## GIVEN INSTRUCTION
Rewrite the material below, replacing every occurrence of "Return only the coordinates" with "List the coordinates and nothing else" and leaving everything else unchanged.

## TASK MATERIAL

[Begin]

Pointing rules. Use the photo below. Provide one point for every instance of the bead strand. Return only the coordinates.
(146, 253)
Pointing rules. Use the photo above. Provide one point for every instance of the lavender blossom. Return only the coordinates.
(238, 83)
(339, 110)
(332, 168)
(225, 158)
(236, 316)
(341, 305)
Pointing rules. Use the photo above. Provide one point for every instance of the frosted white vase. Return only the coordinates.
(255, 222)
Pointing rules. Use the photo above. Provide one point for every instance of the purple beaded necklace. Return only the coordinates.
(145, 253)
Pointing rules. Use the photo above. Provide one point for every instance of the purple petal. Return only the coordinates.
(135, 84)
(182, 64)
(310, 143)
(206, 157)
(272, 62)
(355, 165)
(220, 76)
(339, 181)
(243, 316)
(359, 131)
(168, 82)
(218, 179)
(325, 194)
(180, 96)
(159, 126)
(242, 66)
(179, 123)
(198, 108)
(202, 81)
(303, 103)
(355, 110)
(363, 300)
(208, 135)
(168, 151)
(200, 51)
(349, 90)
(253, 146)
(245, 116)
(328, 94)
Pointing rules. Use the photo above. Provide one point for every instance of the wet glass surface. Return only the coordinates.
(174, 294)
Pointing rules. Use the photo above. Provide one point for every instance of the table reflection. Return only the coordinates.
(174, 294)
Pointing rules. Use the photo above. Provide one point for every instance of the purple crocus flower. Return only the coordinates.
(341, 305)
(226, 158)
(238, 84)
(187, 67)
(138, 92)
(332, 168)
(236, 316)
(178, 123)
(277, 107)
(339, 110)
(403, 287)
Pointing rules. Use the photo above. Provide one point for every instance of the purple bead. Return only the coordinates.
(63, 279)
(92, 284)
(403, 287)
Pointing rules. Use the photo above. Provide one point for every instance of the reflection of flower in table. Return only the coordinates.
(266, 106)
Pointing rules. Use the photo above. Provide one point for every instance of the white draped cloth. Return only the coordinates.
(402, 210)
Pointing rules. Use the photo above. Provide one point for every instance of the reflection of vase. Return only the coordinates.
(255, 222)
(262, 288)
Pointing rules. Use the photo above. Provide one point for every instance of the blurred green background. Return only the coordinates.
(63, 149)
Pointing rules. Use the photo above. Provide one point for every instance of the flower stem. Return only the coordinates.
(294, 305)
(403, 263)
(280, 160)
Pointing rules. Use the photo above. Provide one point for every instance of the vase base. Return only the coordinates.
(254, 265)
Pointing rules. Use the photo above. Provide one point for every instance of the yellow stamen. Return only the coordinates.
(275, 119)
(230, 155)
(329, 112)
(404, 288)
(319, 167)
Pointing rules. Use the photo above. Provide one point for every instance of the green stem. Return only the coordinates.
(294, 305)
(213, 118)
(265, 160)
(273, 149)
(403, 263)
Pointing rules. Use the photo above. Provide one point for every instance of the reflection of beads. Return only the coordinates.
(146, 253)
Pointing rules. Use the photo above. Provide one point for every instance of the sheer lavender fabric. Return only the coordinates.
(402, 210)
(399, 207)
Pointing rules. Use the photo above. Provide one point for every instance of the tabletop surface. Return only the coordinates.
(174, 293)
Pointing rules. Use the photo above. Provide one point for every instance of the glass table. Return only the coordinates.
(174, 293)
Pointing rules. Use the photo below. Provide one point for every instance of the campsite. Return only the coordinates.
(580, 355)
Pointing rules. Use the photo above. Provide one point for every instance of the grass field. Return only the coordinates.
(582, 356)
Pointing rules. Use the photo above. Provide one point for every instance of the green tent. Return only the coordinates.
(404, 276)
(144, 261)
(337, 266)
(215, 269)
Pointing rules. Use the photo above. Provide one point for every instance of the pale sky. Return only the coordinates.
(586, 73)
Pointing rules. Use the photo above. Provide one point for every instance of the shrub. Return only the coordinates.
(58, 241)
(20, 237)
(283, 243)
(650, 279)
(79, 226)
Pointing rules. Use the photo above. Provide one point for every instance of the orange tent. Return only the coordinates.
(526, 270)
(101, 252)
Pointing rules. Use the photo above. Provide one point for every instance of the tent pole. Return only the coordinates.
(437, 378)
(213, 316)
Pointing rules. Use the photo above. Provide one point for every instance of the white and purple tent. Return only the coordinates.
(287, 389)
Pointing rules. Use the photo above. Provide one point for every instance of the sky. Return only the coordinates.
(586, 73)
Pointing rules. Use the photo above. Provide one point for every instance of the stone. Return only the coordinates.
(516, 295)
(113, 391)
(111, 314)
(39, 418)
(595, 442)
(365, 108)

[End]

## TASK RESPONSE
Pointing rules. Use the photo below. Provide one point for every instance of the bead strand. List the coordinates and nothing else.
(146, 253)
Pointing rules. Use the photo above. Provide one point for every instance of the lavender blossom. List the coordinates and nothing else.
(238, 83)
(339, 110)
(332, 168)
(225, 158)
(236, 316)
(341, 305)
Pointing rules. Use the photo above. Provide one point for every instance of the frosted white vase. List the coordinates and nothing else.
(255, 222)
Pointing rules. Use the photo above. Provide one point for every instance of the purple beaded necklace. List the coordinates and nothing else.
(145, 253)
Pointing rules. Use the photo above. Provide one point for every instance of the purple petal. List the coordinates and nothing else.
(135, 84)
(182, 64)
(310, 143)
(206, 157)
(272, 62)
(355, 165)
(220, 76)
(339, 181)
(243, 316)
(359, 131)
(168, 82)
(218, 179)
(325, 194)
(180, 96)
(159, 126)
(242, 66)
(179, 123)
(198, 108)
(202, 81)
(303, 103)
(355, 110)
(363, 300)
(208, 135)
(168, 151)
(200, 51)
(349, 90)
(253, 146)
(245, 116)
(328, 94)
Pointing rules. Use the photo above. Provide one point for every instance of the wet glass surface. List the coordinates and nothing else.
(174, 294)
Pointing rules. Use the photo above. Provide one point for every instance of the table reflection. List the coordinates and nothing else.
(174, 294)
Pointing rules. Use the photo above. Provide one point for every instance of the purple crocus flower. List the coordinates and nothing else.
(341, 305)
(226, 158)
(238, 84)
(187, 67)
(138, 92)
(332, 168)
(236, 316)
(178, 123)
(277, 107)
(339, 110)
(403, 287)
Pointing rules. Use the photo above. Provide one point for every instance of the purple bead. List the coordinates and nothing else.
(63, 279)
(92, 284)
(403, 287)
Pointing rules. Use the photo above. Provide one point for every instance of the reflection of flower in table. List the coordinates and nothing else.
(266, 106)
Pointing rules. Use the photo above. Provide one point for every instance of the white draped cloth. List the coordinates and nothing else.
(402, 210)
Pointing rules. Use the photo above. Provide one point for every instance of the reflection of vase. List the coordinates and nothing else.
(255, 222)
(262, 288)
Pointing rules. Use the photo above. Provide one point for every instance of the blurred green background. List the coordinates and nothing else.
(63, 149)
Pointing rules. Use the photo above. Provide one point for every instance of the flower stem. List the coordinates and nothing else.
(294, 305)
(403, 263)
(280, 160)
Pointing rules. Use the photo above. Provide one point for every instance of the vase base. List the coordinates and nothing else.
(254, 265)
Pointing rules. Use the photo above. Provide one point for every instance of the yellow stamen. List the coordinates and nothing else.
(275, 119)
(230, 155)
(329, 112)
(404, 288)
(319, 167)
Pointing rules. Use the photo above. Provide one point for every instance of the green stem. List the coordinates and nothing else.
(294, 305)
(213, 118)
(265, 160)
(273, 149)
(403, 263)
Pointing rules. Use the photo above. Provide one point for every instance of the reflection of beads. List the coordinates and nothing else.
(146, 253)
Pointing rules. Use the photo above. Provide one point for every instance of the sheer lavender fabric. List the coordinates and nothing else.
(402, 210)
(399, 207)
Pointing rules. Use the photo above. Provide one point for every instance of the tabletop surface. List the coordinates and nothing else.
(174, 293)
Pointing rules. Use the photo above. Provide one point for every instance of the glass table. List the coordinates and nothing else.
(174, 293)
Pointing rules. Use the photo below. Provide one point for every instance of the campsite. List the coordinates and nothing else.
(580, 355)
Pointing rules. Use the photo above. Provide one point for every instance of the grass field. List the coordinates and nothing else.
(582, 356)
Pointing rules. Use the photo above. Provide one point for every instance of the green tent. List the coordinates and nothing else.
(404, 276)
(144, 261)
(337, 266)
(215, 269)
Pointing rules. Use the photo above. Provide one point for every instance of the pale sky. List the coordinates and nothing else.
(586, 73)
Pointing rules. Use the photo above. Provide one point for every instance of the shrub. List the coordinates and nothing else.
(58, 241)
(20, 237)
(283, 243)
(650, 279)
(79, 226)
Pointing rules. Use the photo above. Provide one point for every instance of the orange tent. List the coordinates and nothing else.
(526, 270)
(101, 252)
Pointing rules. Use the photo above. Provide one point for every instance of the tent pole. List the coordinates and nothing else.
(437, 378)
(213, 316)
Pointing rules. Use the photo above. Provide one point for every instance of the white and purple tent. List the coordinates and nothing else.
(287, 389)
Pointing rules. Use the photo above. Provide one point for every instance of the sky. List the coordinates and nothing else.
(586, 73)
Pointing rules. Use the photo above. Provide one point for every instance of the stone. List the coordinates and nothing else.
(516, 295)
(113, 391)
(111, 314)
(39, 418)
(595, 442)
(365, 108)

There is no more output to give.